■ GIVEN TASK A: Which kinds of notes and written records does the post about Rich Notes say its writer wrote or kept? List every one.
■ GIVEN TASK B: Carry on the post about Rich Notes, starting right after its last sentence.

■ PASSAGE SHOWN:
The meeting of two personalities is like the contact of two chemical substances: if there is any reaction, both are transformed. – Carl Jung

19 November 2025 UPDATE – the post below is from 2024. If you are looking for an updated introduction to Rich Notes, this video may help.

Enjoy the rest of the post…

In 2018 I started to do a thing that changed the way I practiced consulting. I shared my screen in meetings and took handwritten notes using drawing software, writing on a graphics tablet with a stylus. This is what I am going to talk about at the EURO conference.

I call this thing Rich Notes and it describes nonlinear digital notes that I take during meetings to record and structure conversations. You can see an example in the picture and there are quite a few distinctive features that I won’t go into right now.

I have been obsessed with writing for as long as I can remember. I collected pens, pencils and paper. I tried different handwriting styles and experimented with calligraphy. I studied graphology. And I wrote, pages and pages. Study notes, journals, meeting notes. I kept logbooks, looseleaf notes, project notes. Writing has been the most useful method I’ve found to deal with life.

■ DATASET CONTENT:
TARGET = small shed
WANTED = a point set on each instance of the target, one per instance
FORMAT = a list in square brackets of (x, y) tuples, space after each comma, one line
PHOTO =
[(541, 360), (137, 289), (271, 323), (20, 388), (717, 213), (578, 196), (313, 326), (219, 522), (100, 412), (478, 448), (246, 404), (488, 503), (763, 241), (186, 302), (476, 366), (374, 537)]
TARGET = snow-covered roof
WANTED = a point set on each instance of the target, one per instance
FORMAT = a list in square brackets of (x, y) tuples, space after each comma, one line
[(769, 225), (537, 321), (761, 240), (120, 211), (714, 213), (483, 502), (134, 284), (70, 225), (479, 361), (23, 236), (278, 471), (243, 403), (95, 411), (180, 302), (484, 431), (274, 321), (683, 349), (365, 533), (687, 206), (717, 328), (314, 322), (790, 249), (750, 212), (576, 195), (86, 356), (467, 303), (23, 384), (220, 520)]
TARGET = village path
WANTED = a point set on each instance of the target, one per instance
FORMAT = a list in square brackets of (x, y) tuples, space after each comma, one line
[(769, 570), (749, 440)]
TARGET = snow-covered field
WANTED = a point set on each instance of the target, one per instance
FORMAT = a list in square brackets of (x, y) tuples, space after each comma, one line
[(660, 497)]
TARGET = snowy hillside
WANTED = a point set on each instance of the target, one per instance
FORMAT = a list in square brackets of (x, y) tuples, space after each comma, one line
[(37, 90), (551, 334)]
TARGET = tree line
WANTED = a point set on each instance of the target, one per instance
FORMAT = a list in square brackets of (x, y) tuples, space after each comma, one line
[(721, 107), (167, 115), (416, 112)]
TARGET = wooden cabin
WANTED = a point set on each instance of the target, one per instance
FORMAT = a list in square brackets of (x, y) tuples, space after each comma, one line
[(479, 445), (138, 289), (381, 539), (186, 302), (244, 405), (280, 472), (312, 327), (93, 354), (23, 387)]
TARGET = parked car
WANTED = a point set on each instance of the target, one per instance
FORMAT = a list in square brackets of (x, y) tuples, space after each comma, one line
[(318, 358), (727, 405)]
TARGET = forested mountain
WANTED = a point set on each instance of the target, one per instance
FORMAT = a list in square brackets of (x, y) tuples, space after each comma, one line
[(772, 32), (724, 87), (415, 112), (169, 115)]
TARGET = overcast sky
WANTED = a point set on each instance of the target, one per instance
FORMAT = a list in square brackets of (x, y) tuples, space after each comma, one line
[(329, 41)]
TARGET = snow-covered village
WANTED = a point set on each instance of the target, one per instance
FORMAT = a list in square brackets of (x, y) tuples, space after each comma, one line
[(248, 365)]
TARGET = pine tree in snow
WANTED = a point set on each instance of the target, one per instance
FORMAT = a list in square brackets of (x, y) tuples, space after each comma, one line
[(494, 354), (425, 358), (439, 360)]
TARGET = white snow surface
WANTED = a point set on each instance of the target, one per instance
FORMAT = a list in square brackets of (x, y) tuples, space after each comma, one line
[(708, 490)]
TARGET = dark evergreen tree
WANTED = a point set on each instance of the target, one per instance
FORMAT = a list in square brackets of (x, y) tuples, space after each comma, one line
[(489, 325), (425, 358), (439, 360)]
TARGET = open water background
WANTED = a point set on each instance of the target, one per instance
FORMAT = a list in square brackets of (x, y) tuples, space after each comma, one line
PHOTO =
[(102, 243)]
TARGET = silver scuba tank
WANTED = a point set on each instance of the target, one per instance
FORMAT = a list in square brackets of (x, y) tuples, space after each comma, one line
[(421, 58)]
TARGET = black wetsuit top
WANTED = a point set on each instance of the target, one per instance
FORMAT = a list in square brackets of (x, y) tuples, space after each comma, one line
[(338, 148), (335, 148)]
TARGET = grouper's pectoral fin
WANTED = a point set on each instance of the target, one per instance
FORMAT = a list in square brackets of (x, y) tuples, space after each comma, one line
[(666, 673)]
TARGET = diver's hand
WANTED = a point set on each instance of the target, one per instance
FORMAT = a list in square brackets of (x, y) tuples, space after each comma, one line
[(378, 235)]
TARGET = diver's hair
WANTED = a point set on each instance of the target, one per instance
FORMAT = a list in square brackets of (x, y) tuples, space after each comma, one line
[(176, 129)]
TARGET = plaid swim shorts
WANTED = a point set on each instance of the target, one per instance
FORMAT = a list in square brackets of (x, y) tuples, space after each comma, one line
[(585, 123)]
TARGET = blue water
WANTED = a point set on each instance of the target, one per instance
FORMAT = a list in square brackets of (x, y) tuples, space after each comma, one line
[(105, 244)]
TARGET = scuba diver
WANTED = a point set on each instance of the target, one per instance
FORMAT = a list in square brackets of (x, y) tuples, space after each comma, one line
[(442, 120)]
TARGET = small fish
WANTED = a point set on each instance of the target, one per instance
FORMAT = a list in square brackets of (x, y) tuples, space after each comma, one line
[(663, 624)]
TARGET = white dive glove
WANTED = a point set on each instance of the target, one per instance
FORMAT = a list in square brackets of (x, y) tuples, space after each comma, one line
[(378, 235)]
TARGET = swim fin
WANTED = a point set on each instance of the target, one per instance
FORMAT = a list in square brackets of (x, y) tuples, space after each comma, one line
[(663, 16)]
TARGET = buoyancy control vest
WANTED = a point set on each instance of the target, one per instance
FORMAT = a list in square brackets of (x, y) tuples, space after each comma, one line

■ RESULT A: Study notes, journals, meeting notes, logbooks, looseleaf notes, project notes

■ RESULT B:
The act of getting words down has let me grapple with ideas. Stapling words to the page lets me chase other ideas down and wrestle them to the floor. Our brains are meant, as David Allen writes, for having ideas, not holding them. My philosophy for years has been that if it isn’t written down, it doesn’t exist.

Writing things down during meetings shows you’re paying attention. Or doodling. I once sat through a meeting where all I wrote down “I’m bored. So bored. I’m so bored.” in shorthand again and again. Luckily that doesn’t happen too often.

How we write is affected by the medium we use. I first wrote these words on an Amazon basics yellow legal pad with a Montblanc Mozart fountain pen using black ink, after passing over a Bic ballpoint and a Parker. Some people like such details. For others, it’s just strange. On the page my writing marches, like a line of drunk ants, to the right and down, line after line.

Taking digital notes is different. Writing on a computer screen with an infinite page is like throwing pasta at the wall and seeing where it sticks. It could go anywhere. Paper encourages linear writing, a wall encourages non-linear writing. The latter can hold many points of view while the former is better suited to one person working on their own. But that’s not a rule, you could do things the other way too – but it’s just easier to lean into whatever is easiest in the medium you’re working in. I focus on sharing my screen and taking notes to structure the conversation so we can have a productive discussion.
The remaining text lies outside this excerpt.